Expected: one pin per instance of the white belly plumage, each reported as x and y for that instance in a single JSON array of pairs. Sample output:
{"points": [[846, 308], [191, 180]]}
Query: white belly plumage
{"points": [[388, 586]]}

* * *

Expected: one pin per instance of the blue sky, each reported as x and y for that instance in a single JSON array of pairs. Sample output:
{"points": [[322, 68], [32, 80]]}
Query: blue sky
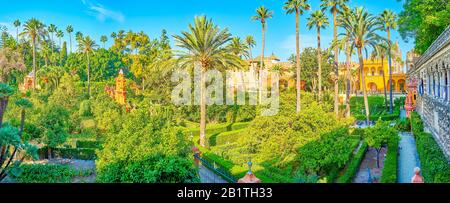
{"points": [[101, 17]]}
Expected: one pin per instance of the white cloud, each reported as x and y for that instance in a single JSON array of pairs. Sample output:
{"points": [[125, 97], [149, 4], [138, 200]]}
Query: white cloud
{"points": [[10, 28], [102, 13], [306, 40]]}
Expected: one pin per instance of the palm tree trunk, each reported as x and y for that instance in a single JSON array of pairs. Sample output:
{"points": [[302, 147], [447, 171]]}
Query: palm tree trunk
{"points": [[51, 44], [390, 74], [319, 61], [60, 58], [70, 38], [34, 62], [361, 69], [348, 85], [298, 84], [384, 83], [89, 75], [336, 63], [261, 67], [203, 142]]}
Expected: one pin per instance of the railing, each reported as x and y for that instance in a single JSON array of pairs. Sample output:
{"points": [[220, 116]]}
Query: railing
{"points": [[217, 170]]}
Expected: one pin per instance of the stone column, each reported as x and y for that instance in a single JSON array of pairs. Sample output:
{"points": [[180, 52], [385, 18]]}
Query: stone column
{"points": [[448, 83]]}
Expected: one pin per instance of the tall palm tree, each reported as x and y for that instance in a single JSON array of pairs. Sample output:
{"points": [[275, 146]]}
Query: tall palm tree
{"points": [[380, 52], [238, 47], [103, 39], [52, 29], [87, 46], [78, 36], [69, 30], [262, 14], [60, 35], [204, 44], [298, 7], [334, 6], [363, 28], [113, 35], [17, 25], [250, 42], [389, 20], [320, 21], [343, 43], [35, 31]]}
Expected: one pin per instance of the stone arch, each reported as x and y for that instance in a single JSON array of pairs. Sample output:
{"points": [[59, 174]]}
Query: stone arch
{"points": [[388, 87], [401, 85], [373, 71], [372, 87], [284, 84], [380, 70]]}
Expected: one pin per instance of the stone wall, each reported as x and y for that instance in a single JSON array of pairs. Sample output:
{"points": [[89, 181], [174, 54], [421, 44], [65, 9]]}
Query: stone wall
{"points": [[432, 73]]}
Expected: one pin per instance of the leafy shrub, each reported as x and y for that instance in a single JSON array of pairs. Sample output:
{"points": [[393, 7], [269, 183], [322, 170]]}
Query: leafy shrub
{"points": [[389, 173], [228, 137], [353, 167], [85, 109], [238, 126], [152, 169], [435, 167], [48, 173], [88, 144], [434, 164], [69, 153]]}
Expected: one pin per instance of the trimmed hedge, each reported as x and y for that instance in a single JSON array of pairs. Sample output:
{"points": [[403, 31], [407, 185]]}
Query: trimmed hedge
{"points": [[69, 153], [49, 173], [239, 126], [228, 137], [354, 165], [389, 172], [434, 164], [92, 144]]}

--

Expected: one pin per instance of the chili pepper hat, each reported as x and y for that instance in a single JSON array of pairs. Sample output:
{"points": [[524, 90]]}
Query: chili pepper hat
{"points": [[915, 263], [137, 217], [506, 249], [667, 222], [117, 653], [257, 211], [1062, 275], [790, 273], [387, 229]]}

**REQUIREMENTS:** How many lines in the rows above contain the string "hedge"? Case counts. Reply with only the number.

**EXERCISE OUTPUT:** 2